BEGIN Records to use
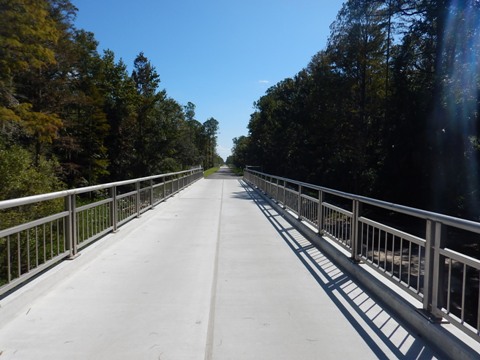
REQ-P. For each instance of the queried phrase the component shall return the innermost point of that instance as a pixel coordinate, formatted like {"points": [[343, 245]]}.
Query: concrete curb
{"points": [[441, 339]]}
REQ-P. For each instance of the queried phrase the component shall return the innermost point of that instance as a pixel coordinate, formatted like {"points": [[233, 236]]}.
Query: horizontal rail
{"points": [[413, 257]]}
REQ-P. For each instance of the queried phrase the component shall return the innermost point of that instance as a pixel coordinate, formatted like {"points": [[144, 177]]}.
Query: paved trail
{"points": [[212, 273]]}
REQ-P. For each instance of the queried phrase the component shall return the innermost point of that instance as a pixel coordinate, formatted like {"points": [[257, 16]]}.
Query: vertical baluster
{"points": [[464, 284], [9, 269], [36, 246], [449, 285], [393, 255], [478, 304], [19, 255], [419, 271], [28, 249]]}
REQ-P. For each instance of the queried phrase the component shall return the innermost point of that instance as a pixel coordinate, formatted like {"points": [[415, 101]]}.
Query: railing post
{"points": [[299, 205], [137, 188], [152, 200], [71, 225], [320, 211], [433, 291], [114, 208], [355, 229]]}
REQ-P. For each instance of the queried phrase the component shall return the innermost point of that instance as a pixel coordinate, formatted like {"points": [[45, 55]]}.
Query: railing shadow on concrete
{"points": [[418, 252], [367, 316]]}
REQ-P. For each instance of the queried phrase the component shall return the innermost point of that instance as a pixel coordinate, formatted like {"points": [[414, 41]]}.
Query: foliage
{"points": [[63, 103], [389, 109]]}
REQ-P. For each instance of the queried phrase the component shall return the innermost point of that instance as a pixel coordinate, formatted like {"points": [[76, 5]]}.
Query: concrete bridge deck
{"points": [[212, 273]]}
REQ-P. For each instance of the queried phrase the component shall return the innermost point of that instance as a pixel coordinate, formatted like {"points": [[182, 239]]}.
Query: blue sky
{"points": [[221, 55]]}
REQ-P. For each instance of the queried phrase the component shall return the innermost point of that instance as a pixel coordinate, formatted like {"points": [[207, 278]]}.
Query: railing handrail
{"points": [[33, 241], [423, 266], [5, 204], [419, 213]]}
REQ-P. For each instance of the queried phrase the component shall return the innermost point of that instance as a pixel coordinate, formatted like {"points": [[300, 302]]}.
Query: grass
{"points": [[210, 171]]}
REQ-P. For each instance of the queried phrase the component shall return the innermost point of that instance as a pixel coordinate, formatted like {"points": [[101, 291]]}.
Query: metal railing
{"points": [[38, 231], [427, 254]]}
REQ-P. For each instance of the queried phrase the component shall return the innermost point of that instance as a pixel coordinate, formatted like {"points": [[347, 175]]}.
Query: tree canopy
{"points": [[388, 109]]}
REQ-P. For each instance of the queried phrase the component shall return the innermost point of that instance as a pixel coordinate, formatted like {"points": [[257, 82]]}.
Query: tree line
{"points": [[389, 109], [70, 116]]}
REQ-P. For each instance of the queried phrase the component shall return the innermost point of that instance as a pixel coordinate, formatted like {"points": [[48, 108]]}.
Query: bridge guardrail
{"points": [[408, 246], [38, 231]]}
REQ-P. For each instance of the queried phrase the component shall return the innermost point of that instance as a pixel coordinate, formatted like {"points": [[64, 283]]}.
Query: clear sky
{"points": [[221, 55]]}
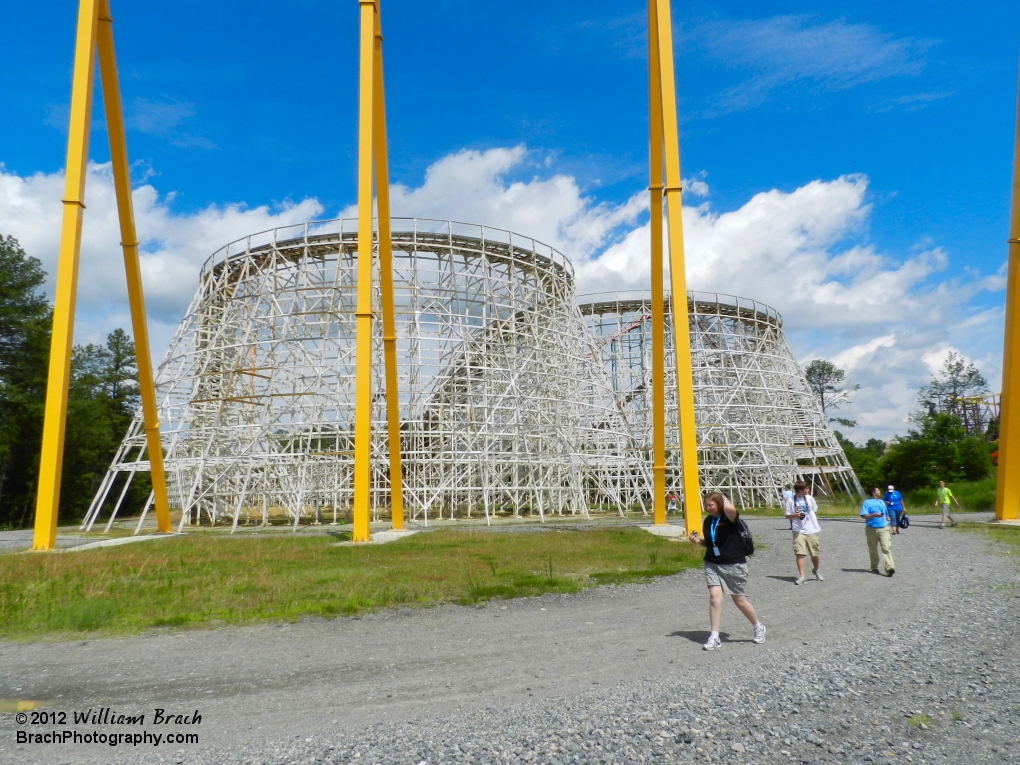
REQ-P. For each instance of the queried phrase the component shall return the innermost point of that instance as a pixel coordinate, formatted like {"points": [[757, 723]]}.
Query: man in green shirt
{"points": [[942, 498]]}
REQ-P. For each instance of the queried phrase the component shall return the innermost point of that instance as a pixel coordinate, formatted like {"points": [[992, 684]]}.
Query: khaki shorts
{"points": [[732, 577], [806, 544]]}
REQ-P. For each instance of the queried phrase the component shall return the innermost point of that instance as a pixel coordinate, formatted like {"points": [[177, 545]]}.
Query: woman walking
{"points": [[725, 566]]}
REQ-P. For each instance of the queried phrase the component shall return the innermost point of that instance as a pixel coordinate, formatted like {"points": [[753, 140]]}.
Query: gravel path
{"points": [[923, 667]]}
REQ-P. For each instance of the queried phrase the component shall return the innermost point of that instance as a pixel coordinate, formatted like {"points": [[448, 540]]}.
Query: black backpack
{"points": [[744, 533]]}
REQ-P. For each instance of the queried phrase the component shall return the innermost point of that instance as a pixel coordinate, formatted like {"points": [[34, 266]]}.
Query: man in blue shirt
{"points": [[894, 506], [876, 529]]}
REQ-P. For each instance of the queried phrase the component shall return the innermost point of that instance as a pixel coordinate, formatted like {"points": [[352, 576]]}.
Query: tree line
{"points": [[940, 446], [102, 399]]}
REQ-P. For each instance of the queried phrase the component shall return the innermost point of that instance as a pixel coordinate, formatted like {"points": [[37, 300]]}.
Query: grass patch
{"points": [[824, 511], [202, 580], [974, 496]]}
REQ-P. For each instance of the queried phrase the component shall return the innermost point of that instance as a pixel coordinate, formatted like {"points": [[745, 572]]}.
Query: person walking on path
{"points": [[725, 566], [876, 530], [802, 511], [894, 507], [942, 498]]}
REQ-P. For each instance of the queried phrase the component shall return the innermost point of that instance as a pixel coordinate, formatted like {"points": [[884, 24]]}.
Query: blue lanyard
{"points": [[712, 528]]}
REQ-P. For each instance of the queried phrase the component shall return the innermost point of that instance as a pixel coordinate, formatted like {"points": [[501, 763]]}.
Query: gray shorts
{"points": [[732, 577]]}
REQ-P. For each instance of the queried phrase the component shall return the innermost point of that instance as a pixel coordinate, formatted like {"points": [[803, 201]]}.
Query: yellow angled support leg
{"points": [[51, 458], [129, 240], [663, 41], [658, 312], [1008, 481], [386, 288], [363, 310]]}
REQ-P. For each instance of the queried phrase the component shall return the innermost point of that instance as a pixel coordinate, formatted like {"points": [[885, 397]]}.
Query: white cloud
{"points": [[804, 252], [783, 50], [173, 245]]}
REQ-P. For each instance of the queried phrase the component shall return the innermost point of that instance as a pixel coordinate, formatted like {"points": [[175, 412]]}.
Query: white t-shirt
{"points": [[807, 505]]}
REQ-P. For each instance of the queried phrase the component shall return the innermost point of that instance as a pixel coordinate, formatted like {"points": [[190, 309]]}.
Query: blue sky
{"points": [[253, 104]]}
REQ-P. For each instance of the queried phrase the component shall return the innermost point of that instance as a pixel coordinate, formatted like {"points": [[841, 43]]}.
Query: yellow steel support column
{"points": [[678, 281], [51, 458], [1008, 482], [386, 287], [658, 313], [363, 310], [121, 183]]}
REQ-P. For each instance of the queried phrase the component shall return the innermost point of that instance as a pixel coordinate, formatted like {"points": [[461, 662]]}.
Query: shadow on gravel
{"points": [[701, 636], [695, 635]]}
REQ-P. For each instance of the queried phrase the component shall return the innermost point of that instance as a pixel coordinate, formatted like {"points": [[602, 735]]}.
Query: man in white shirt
{"points": [[802, 512]]}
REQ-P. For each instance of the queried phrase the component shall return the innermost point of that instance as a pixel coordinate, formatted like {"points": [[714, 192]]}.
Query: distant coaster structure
{"points": [[513, 399], [759, 425], [503, 407]]}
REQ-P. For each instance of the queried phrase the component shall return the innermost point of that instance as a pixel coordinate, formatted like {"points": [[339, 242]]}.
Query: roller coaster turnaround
{"points": [[374, 244]]}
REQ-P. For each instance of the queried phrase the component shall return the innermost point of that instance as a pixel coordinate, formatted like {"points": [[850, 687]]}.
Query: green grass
{"points": [[206, 580], [973, 496], [824, 510]]}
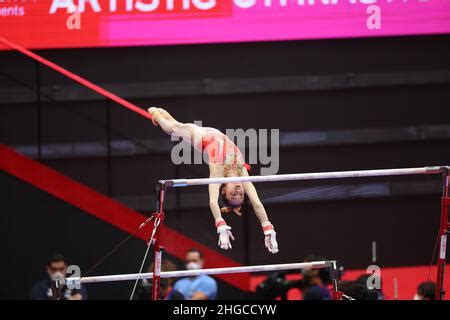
END Records to use
= Problem statement =
Gather every line of the material that contains the string "path", treating uppercase and lowercase as different.

= Output below =
Query: gravel path
Query: person walking on path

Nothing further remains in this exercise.